- DOCUMENT SEGMENT
Terrorism justified by religious beliefs is despicable, and the alleged "holy men" who encourage it surely have a special place awaiting them in hell. But if we can use weapons other than guns and missiles against them...if we can make the impressionable young men and women who are swept up in the mystique of violent jihad question their motivation...perhaps we can slowly strip away the appeal of violence.

It's worth a try.

Have a good day. More thoughts tomorrow.



The Mistress of the Dark said...

I'm not sure I want to mock a guy with a bomb strapped to his back.

anOCgirl said...

while i like the idea of using words rather than weapons, i'm curious as to how effective the ridicule might be. you gave that spike jones song as an example from WWII. did the popularity of that song correspond with any kind of turning point in the war?

Amanda said...

What an interesting concept. However, for it to have even the slightest chance of working, I think ALL the current 'serious' talk of terrorism would have to be replaced with mocking. And, I don't think thats going to happen.

Anonymous said...

- SUPPLIED RECORDS
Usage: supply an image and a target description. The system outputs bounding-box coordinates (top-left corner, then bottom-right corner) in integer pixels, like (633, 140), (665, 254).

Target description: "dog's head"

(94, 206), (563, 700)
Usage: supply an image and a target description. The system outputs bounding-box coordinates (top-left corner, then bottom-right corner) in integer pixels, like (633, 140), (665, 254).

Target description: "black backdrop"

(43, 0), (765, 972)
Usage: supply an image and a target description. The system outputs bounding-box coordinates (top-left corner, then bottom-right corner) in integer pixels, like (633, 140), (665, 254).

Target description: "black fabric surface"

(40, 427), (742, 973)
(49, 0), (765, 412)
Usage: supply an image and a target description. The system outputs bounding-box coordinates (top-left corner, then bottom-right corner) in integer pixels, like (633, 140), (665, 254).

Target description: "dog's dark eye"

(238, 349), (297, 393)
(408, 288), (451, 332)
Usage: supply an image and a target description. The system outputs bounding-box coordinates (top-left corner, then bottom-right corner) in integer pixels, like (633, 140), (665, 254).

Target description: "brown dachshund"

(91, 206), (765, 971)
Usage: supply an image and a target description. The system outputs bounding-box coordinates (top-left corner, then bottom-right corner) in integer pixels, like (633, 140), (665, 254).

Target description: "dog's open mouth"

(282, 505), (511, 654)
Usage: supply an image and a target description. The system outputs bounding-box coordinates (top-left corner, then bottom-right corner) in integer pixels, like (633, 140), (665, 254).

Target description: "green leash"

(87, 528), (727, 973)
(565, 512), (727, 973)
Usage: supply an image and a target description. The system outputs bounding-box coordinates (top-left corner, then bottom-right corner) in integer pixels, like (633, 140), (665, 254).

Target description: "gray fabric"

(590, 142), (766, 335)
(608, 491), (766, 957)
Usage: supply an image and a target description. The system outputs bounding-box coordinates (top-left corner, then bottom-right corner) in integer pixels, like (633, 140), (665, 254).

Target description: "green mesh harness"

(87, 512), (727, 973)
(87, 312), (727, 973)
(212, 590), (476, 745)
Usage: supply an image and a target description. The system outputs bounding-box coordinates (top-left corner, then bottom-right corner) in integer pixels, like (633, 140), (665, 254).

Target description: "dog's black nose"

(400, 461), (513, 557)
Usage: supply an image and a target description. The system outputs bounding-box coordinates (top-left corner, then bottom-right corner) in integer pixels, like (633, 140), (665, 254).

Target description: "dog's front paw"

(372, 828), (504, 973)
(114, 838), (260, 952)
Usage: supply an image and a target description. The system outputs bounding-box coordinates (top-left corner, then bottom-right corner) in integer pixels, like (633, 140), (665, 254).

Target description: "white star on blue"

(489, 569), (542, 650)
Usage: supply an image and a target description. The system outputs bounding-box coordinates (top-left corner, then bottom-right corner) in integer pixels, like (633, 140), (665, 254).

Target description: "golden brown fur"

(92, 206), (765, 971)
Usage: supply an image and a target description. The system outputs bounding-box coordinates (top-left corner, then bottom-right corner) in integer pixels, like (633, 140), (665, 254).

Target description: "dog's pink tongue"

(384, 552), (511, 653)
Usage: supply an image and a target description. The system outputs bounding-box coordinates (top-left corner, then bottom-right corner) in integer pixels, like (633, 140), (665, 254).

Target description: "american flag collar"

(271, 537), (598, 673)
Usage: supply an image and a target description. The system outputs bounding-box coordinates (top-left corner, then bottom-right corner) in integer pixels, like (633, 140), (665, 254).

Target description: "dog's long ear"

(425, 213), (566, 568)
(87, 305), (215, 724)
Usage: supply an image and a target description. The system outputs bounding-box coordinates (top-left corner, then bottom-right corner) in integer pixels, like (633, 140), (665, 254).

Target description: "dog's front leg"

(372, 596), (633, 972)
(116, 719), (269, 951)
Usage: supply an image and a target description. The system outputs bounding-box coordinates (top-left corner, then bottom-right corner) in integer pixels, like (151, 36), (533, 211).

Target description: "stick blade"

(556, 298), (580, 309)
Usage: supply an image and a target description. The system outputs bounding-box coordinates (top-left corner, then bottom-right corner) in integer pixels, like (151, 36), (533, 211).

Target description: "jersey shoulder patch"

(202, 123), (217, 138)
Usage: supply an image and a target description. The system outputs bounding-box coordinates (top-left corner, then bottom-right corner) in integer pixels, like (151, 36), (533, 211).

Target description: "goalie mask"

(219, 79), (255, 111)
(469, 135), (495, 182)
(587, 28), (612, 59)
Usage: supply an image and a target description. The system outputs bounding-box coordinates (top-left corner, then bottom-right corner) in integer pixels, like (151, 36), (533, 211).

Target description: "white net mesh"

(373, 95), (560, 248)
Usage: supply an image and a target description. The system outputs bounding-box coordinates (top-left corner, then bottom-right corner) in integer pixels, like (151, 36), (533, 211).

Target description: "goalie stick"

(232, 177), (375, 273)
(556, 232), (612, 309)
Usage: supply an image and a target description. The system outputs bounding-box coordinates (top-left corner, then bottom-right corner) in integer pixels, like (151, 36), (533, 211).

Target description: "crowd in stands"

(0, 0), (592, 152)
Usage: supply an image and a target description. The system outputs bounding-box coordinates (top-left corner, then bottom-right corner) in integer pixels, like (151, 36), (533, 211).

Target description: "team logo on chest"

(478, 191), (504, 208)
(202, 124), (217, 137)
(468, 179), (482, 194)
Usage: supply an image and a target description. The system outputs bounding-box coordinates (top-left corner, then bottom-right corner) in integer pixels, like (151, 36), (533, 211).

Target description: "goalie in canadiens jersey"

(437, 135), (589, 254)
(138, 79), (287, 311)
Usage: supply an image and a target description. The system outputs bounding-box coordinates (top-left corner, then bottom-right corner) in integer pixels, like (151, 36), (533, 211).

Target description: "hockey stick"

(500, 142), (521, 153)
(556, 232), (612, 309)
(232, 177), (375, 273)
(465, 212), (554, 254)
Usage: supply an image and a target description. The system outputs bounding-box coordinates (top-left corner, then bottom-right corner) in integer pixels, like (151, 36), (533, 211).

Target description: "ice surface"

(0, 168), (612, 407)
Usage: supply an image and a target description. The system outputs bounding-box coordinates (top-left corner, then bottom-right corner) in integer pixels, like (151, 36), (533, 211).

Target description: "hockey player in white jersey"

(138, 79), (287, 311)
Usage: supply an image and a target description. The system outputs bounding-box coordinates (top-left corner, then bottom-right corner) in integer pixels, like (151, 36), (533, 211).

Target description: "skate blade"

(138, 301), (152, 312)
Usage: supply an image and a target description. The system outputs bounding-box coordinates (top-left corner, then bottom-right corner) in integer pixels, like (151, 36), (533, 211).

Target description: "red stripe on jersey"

- WHAT YOU HAVE TO DO
Can you copy out, word for word, the part of the blog excerpt that begins at the words "What an interesting" and stops after "going to happen."? Rely only on the blog excerpt and ignore the rows.

- SOLUTION TO THE EXERCISE
What an interesting concept. However, for it to have even the slightest chance of working, I think ALL the current 'serious' talk of terrorism would have to be replaced with mocking. And, I don't think thats going to happen.